REQUIREMENT 1 ->
Answer these questions using the album review.
(a) In which town was the rugby game played?
(b) Who is Anthroprophh?
(c) In which decade did The Heads offer a tonic for grunge and Britpop?
REQUIREMENT 2 -> Using the album review, explain why the rugby players avoided passing the ball.

QUOTED TEXT ->
One Friday night a few winters ago I went to watch a game of rugby in Northampton under a blanket of frozen fog more impenetrable than I could ever recall seeing in my hometown. The mist swamped the pitch, rendering the game entirely unwatchable; quite why it ever went ahead is beyond me. The players, unsighted too, communicated solely by voice and eschewed any passing lest the ball sail wildly toward a fortunately-placed opponent, instead choosing to pick the ball up and run forward into a meaty form (the defensive strategy was apparently 'hit what’s in front of you'). At one point someone scored but it wasn’t given because the referee couldn’t see it happen.
Sitting in the cold, extremities numb, hip flask at home and balls presumably now frozen to a plastic seat with not enough legroom and straining to catch a glimpse of two uninspiring sides slug it out in the gloom was up there with the most unpleasant Friday nights I’ve had in Northampton (which is going some). It is however the one I recall most vividly when listening to the self-titled début album from Anthroprophh, aka The Heads’ guitarist Paul Allen.
The album is coming from a good place at least. The Heads are an acclaimed underground rock group, who, in the Nineties, offered a tonic for grunge and Britpop, gaining great acclaim for their psychedelic sound blended with Krautrock influences, heavily concentrated here. The problem is that whilst all of the Krautrock staples are there – Motorik beats, clanging industrialised guitars, heavy drones – they are never used to amount to anything, instead just thrown together with seemingly little care or apparent intent to make a song out of them: if Family Guy ever did a joke about Krautrock, this is how it would sound.

[Coordinate annotation entries]

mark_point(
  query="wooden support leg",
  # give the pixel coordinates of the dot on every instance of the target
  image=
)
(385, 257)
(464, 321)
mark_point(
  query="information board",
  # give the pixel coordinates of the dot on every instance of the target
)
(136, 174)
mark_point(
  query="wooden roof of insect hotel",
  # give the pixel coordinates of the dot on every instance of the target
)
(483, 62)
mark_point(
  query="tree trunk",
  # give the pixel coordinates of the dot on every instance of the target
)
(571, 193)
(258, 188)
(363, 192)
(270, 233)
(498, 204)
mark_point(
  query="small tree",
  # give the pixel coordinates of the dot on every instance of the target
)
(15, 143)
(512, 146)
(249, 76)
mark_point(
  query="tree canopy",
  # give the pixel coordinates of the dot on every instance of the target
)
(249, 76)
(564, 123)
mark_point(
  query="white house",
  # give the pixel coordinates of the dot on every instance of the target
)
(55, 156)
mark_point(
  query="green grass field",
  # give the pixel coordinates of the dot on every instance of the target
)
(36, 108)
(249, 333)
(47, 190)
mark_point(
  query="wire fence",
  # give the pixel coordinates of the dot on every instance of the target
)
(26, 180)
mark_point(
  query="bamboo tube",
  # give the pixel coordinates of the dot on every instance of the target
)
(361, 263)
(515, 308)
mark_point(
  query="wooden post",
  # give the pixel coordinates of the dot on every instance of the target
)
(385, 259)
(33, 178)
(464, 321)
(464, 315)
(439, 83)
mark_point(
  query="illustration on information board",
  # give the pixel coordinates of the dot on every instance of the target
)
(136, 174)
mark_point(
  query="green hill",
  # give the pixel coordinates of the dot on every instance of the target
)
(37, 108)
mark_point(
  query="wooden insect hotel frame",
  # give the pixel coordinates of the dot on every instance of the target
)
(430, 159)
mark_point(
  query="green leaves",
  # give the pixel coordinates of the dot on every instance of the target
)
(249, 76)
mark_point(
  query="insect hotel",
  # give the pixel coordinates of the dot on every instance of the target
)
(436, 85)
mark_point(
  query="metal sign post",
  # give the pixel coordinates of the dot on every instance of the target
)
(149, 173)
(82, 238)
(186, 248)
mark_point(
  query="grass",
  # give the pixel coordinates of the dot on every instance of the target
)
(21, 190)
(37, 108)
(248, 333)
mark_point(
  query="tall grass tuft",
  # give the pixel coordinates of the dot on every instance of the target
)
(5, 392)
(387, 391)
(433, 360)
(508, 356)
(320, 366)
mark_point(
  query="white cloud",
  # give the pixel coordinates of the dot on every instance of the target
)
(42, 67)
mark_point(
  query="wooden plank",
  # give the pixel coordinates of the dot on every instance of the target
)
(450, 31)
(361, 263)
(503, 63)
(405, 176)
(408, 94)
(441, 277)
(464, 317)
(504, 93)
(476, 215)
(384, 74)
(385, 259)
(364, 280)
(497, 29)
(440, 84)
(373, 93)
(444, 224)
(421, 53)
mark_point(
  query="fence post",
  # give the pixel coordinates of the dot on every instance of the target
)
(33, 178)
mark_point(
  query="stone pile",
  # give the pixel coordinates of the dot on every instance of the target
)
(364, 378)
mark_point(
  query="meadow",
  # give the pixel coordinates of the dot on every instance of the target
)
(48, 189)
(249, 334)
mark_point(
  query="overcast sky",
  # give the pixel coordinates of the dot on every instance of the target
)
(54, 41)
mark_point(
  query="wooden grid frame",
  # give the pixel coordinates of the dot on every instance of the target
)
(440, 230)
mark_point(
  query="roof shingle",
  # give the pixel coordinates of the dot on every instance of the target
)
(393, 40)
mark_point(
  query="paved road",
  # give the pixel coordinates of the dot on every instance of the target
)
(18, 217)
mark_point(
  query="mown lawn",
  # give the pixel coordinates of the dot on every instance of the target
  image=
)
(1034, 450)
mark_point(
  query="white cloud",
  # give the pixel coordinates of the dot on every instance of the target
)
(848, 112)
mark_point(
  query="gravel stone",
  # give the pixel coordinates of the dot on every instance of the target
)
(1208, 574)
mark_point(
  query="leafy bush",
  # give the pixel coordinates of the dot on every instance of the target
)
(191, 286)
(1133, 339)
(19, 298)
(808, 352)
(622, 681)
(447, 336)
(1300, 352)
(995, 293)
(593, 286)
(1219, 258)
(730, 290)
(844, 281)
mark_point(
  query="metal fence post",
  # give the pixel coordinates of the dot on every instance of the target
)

FULL ANSWER 1 ->
(a) Northampton.
(b) Paul Allen, guitarist of The Heads.
(c) The Nineties.

FULL ANSWER 2 -> The frozen fog blinded the players as well, so they avoided passing in case the ball flew wildly toward an opponent. Instead, they picked the ball up and ran forward.